REQUEST | How many lines of the records below contain the word "yellow" with matching case? Count them and reply with only the number.

::::

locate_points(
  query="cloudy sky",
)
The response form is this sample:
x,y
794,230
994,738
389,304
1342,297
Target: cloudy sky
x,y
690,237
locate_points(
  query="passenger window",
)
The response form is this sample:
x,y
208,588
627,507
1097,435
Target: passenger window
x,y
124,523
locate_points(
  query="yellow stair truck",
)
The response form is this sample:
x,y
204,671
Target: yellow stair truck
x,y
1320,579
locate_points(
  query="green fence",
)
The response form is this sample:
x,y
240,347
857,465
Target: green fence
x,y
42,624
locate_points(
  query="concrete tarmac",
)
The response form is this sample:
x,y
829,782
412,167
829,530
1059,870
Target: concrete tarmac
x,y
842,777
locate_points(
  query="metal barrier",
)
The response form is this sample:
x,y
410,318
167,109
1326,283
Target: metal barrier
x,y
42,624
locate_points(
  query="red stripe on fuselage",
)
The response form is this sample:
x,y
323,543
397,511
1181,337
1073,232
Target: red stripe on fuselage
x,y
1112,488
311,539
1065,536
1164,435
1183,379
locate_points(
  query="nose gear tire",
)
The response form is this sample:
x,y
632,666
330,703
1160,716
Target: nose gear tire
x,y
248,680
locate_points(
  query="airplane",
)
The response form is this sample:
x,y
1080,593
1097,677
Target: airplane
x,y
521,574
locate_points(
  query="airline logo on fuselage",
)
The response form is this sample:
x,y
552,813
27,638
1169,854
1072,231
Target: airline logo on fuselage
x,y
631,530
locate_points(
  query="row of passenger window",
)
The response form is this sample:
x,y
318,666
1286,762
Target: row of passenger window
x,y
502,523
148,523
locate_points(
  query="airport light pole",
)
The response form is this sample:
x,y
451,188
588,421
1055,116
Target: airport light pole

::::

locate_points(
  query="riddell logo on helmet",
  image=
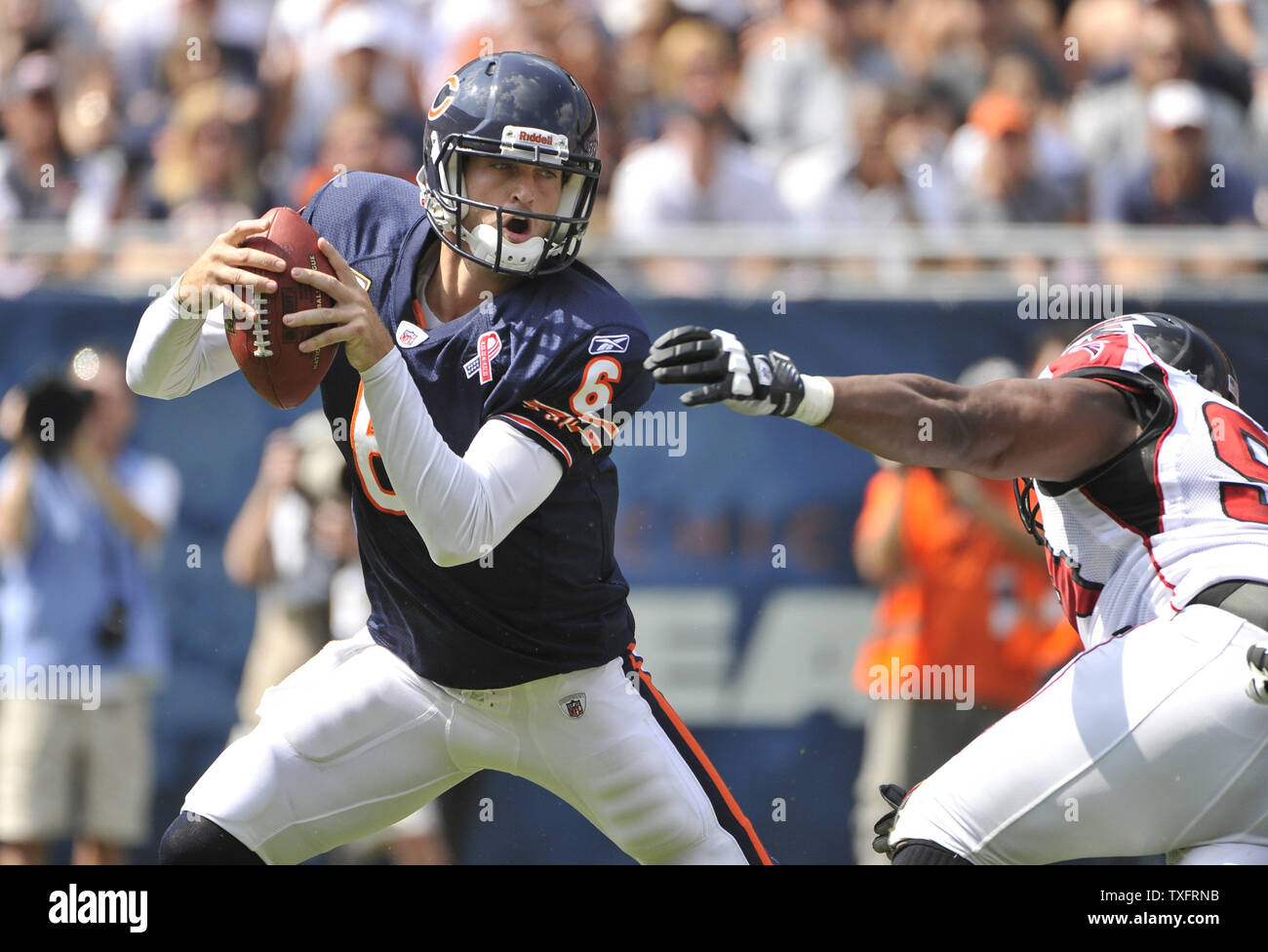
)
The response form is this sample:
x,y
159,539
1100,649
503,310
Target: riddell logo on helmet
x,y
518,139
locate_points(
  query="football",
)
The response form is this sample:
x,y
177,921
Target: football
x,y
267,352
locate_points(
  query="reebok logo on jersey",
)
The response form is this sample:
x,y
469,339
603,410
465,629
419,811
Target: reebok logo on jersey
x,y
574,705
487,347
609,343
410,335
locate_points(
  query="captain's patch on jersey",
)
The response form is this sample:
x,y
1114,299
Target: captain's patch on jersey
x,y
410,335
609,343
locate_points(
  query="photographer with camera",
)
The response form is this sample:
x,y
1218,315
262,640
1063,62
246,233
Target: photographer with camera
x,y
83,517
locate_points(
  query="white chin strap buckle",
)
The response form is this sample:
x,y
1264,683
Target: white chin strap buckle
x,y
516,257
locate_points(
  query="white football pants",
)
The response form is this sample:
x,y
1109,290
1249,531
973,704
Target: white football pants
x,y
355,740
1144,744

::::

EXPECTED OUTPUT | 2